— START OF Source passage —

The liberal international order is in disarray and there is uncertainty as to what will replace it, which is a condition that will persist for a number of years, if not a decade. Some analysts have already cast their eyes eastwards to China and Russia. It would be foolhardy to replace one increasingly illiberal world order with another dominated by China and Russia, neither of which are doyens of principles of human freedom and the rule of law in terms of their own internal domestic situations. To prevent the perpetuation of global instability, it is incumbent on other regions of the world, including Africa, Latin America and SouthEast Asia, to also offer their vision of how to remake the global order.
The so-called “liberal international order”, ideologically infused with Western eurocentric norms, betrayed its much vaunted historic mission by pursuing liberalism at home while undermining it abroad. The West digressed in its primary self-ascribed mission of upholding the rule of law, by historically negating human freedom and covertly undermining the rights of citizens to select their own rulers. At the height of the Cold War both the Soviet-dominated eastern sphere of influence and US-dominated Western sphere were actively involved in subverting human freedom wherever and whenever it suited their agendas. For example, in the 1970s and 1980s, the West colluded with the white supremacist apartheid South African state, and it also covertly subverted the democratically elected leader of Chile, Salvador Allende, in the Democratic Republic of the Congo (DRC) through covert US and Belgian operations that contributed to the assassination of the first democratically elected prime minister of the country, Patrice Lumumba.
The collapse of the Soviet Union unleashed an era of unbridled Western triumphalism which was the basis of a continued arrogant superior posture towards the majority of the rest of the world. The West laid the foundations for the chaos that is now paradoxically coming back to haunt its countries, through its role in planning and executing illegal military invasions in Iraq, in 2003, the bombing of Libya, in 2011, and the ongoing prosecution of wars outside the remit of international law in in Syria and Afghanistan. If there is any need for confirmation, the UN Security Councils’ Permanent Members – USA, UK, Russia and France – have all perpetuated atrocities in Syria despite their justifications, which is the most definitive evidence of the precipitous disintegration of the international system as we know it and the concomitant escalation of global insecurity.

— END OF Source passage —
— START OF Information supplied —

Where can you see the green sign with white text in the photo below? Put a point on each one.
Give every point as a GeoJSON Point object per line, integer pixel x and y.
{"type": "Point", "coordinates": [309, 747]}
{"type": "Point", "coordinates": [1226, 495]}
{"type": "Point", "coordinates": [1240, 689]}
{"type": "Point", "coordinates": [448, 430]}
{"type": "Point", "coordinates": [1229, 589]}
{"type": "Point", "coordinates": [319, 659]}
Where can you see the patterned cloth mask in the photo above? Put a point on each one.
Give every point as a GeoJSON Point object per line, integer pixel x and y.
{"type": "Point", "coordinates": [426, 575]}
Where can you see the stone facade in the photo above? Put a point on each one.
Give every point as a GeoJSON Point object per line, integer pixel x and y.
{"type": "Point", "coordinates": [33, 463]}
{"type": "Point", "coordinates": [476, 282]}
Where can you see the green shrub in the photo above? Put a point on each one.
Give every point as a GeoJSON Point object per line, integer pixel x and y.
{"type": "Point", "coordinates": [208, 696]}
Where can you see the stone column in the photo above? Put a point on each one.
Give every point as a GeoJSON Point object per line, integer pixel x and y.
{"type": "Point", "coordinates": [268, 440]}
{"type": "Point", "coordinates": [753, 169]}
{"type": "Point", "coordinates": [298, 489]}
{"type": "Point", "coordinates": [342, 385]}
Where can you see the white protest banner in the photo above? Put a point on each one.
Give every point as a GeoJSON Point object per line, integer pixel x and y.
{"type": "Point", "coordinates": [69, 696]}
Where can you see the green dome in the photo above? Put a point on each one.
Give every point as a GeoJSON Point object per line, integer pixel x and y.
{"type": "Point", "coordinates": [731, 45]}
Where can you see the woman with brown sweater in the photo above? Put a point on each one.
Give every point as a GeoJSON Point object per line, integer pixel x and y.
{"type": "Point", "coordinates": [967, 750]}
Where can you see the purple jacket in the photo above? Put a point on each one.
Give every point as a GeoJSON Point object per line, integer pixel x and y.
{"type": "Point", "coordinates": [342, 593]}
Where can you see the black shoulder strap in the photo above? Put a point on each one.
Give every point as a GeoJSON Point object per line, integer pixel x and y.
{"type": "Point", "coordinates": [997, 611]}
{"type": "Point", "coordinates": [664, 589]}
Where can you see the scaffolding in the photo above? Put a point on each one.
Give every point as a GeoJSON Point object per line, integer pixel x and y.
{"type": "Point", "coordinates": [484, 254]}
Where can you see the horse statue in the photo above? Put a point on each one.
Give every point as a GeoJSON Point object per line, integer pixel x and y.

— END OF Information supplied —

#### Task to carry out:
Rewrite the stretch of the passage on the liberal international order from "The collapse of" through "of global insecurity.", substituting "dominance" for "triumphalism". The records have no connection to the passage on the liberal international order.

#### Exercise solution:
The collapse of the Soviet Union unleashed an era of unbridled Western dominance which was the basis of a continued arrogant superior posture towards the majority of the rest of the world. The West laid the foundations for the chaos that is now paradoxically coming back to haunt its countries, through its role in planning and executing illegal military invasions in Iraq, in 2003, the bombing of Libya, in 2011, and the ongoing prosecution of wars outside the remit of international law in in Syria and Afghanistan. If there is any need for confirmation, the UN Security Councils’ Permanent Members – USA, UK, Russia and France – have all perpetuated atrocities in Syria despite their justifications, which is the most definitive evidence of the precipitous disintegration of the international system as we know it and the concomitant escalation of global insecurity.